■ Written problem: Copy the following entries word for word, from the line containing "An instance of the blue" up to and including the line containing "Give the mask of every instance of the blue".
┌──
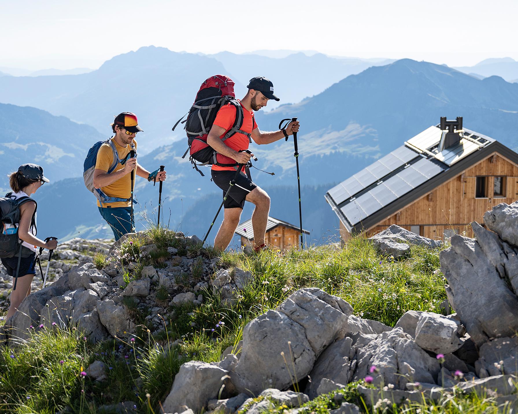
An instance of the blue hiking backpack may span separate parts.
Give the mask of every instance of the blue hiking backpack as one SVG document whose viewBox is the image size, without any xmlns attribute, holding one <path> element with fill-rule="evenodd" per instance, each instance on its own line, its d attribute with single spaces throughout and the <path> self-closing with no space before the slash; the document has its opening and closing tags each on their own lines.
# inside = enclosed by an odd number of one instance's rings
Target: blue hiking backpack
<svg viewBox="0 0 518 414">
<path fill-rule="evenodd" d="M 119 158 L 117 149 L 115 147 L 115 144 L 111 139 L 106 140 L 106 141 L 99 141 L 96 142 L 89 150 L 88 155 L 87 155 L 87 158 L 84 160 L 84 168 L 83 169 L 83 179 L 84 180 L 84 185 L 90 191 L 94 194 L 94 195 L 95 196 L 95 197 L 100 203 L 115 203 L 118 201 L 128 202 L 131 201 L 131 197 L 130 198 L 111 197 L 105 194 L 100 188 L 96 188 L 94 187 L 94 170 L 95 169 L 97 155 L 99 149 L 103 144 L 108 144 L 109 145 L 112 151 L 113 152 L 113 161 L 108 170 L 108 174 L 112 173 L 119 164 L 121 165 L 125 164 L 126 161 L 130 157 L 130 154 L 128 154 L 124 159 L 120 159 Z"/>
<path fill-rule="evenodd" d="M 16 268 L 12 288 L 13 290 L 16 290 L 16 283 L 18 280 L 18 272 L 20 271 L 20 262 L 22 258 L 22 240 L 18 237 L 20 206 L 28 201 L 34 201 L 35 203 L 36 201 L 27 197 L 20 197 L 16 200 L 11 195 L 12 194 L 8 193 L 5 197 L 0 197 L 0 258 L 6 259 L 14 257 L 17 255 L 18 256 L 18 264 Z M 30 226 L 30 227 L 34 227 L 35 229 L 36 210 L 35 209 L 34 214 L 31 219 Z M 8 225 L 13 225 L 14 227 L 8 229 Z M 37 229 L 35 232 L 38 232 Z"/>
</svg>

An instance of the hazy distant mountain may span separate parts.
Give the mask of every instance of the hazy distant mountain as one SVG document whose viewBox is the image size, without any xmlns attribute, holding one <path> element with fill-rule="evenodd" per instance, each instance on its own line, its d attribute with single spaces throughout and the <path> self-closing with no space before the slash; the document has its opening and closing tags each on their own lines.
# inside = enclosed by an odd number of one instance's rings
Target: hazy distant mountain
└──
┌──
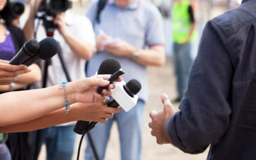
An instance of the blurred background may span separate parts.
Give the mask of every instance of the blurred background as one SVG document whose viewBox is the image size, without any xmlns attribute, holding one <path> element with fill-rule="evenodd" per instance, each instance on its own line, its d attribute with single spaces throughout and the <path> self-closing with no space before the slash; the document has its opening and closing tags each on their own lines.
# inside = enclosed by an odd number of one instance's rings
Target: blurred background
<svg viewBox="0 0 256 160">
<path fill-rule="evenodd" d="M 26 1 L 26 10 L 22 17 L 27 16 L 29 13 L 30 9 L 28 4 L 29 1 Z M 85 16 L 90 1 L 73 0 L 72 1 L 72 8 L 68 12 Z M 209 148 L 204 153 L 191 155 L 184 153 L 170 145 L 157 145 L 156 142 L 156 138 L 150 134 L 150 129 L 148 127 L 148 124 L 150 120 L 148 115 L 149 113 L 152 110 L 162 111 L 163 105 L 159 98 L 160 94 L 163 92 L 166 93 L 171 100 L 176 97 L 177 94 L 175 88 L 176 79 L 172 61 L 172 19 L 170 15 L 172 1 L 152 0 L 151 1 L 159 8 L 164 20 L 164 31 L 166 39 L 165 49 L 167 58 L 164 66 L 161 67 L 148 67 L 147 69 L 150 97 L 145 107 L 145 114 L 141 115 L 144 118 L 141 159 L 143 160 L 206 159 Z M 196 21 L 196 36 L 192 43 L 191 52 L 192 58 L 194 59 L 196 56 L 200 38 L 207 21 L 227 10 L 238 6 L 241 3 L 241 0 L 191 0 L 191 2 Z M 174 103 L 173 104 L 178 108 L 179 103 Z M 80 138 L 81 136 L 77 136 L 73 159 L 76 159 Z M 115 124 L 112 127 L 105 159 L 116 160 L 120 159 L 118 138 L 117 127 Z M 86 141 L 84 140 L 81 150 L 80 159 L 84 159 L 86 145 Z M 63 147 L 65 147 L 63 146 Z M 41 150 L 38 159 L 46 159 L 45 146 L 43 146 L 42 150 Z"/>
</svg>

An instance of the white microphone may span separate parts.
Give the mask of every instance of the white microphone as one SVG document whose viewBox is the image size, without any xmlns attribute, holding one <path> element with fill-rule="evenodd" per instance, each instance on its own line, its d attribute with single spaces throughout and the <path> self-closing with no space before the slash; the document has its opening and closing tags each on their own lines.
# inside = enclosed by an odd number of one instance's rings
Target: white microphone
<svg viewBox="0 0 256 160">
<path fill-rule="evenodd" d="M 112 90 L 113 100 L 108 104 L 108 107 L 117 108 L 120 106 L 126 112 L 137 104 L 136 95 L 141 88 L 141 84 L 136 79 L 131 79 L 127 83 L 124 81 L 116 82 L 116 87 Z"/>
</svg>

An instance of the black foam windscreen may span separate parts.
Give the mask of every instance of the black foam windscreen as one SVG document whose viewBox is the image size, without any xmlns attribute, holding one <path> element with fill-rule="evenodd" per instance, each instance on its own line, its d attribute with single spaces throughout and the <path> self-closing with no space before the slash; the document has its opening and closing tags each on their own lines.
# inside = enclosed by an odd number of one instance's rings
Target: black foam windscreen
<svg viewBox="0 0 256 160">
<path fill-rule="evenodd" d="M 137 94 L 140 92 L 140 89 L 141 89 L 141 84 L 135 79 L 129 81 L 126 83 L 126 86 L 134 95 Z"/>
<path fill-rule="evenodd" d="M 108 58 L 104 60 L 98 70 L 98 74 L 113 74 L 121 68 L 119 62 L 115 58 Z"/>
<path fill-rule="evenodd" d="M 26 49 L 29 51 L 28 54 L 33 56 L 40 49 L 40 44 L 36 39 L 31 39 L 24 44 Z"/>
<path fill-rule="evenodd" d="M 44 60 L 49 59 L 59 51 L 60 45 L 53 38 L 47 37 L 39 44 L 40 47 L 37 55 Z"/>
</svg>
└──
■ Result of the exercise:
An instance of the blue hiking backpack may span separate parts.
Give the mask of every instance of the blue hiking backpack as one SVG document whose viewBox is the image size, without any xmlns attribute, holding one <path> element with fill-rule="evenodd" per instance, each instance on its own line, its d attribute with single spaces throughout and the <path> self-closing with no space before the slash; the document has its opening and closing tags each on their own lines.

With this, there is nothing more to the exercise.